Tugas yang Diberikan:
Jawab pertanyaan berikut berdasarkan berita tentang defisit perdagangan Afrika dan Tiongkok.
(a) Berapa nilai ekspor Afrika ke Tiongkok pada tahun 2023 menurut Financial Post?
(b) Di lembaga apa Linda Calabrese bekerja sebagai peneliti senior?
(c) Produk olahan apa yang disebut Yoweri Museveni secara khusus saat mendorong China membuka pasarnya?

Teks Bacaan:
==========
Berita

Ilustrasi

Bisnis

Defisit Perdagangan Afrika dan Tiongkok Terus Melebar

KAMIS, 19 DESEMBER 2024 | 21:34 WIB | LAPORAN: JONRIS PURBA

Belt and Road Initiative (BRI) meningkat volume perdagangan Tiongkok dengan negara-negara Afrika. Namun, dari total volume perdagangan itu, negara-negara Afrika mengalami defisit yang terus membengkak. 

Financial Post melaporkan, pada tahun 2023 secara keseluruhan perdagangan antara Tiongkok dan Afrika tumbuh sebesar 1,5 persen. Namun, ekspor Afrika ke Tiongkok menunjukkan penurunan sebesar 6,7 persen menjadi 109 miliar dolar AS. Di sisi lain, ekspor Tiongkok ke benua itu tumbuh sebesar 7,5 persen menjadi 173 miliar dolar AS.

Tiongkok telah memanfaatkan sepenuhnya platform African Continental Free Trade Area (AfCFTA) dan hanya mengimpor bahan mentah dari negara-negara Afrika, kata Linda Calabrese, peneliti senior di ODI Global yang berbasis di London. 


“China telah menjadi mitra dagang utama Afrika selama lebih dari satu dekade. Sejak 2012, sebagian besar impor Afrika berasal dari China, dan sebagian besar ekspor Afrika ditujukan ke China. Namun, China telah mempertahankan surplus perdagangan setidaknya sejak 2015,” katanya.

Hal ini telah menyebabkan tekanan di antara negara-negara Afrika. Presiden Uganda Yoweri Museveni menuntut China mengimpor produk jadi dan bukan hanya bahan mentah yang lebih murah. 

“China harus membuka pasarnya untuk produk-produk Afrika, yang akan menguntungkan Afrika dan menghasilkan situasi yang saling menguntungkan bagi kedua belah pihak, mengingat Afrika telah banyak mengimpor dari China. Saya ingin mendorong China untuk lebih membuka pasar mereka untuk kopi olahan dan produk lainnya, bukan hanya bahan mentah,” tambahnya.

Perdagangan impor Afrika dari China lebih tinggi daripada nilai ekspornya ke China, yang telah mengalami defisit perdagangan yang terus meningkat sejak 2012, kata Oyintarelado Moses, analis data untuk Global China Initiative di Boston University Global Development Policy Center.

“Keterlibatan perdagangan Afrika-China signifikan tetapi sebagian besar telah bergeser dari perdagangan yang relatif seimbang menjadi defisit perdagangan untuk negara-negara Afrika. Pada tahun 2022, nilai impor barang yang tinggi dari Tiongkok dan nilai ekspor yang relatif rendah ke Tiongkok menyebabkan defisit perdagangan yang mencapai 2,6 persen dari PDB pada tahun 2022,” tulis Moses seperti dikutip Financial Post.
==========
[Entri identifikasi lokasi]
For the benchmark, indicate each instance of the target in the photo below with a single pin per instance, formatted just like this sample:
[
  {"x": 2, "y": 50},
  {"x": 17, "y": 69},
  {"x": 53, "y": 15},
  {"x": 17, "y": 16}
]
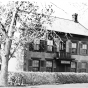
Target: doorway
[{"x": 64, "y": 68}]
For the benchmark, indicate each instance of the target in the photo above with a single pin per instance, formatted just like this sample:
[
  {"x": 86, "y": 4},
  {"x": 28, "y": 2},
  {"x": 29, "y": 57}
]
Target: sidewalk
[{"x": 82, "y": 85}]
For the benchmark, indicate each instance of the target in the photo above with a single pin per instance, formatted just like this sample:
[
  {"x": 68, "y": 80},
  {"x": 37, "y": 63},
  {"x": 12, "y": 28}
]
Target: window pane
[
  {"x": 36, "y": 47},
  {"x": 73, "y": 65},
  {"x": 35, "y": 63},
  {"x": 49, "y": 42},
  {"x": 74, "y": 50},
  {"x": 35, "y": 69},
  {"x": 36, "y": 41},
  {"x": 84, "y": 46},
  {"x": 73, "y": 45},
  {"x": 48, "y": 63},
  {"x": 83, "y": 65},
  {"x": 49, "y": 48}
]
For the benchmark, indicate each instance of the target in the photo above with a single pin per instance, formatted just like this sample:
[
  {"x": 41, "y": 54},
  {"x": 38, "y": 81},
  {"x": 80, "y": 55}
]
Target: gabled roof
[{"x": 68, "y": 26}]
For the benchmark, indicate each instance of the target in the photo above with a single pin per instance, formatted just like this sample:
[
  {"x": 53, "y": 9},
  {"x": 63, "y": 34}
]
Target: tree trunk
[{"x": 4, "y": 66}]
==========
Jawaban Akhir:
(a) 109 miliar dolar AS.
(b) ODI Global, yang berbasis di London.
(c) Kopi olahan.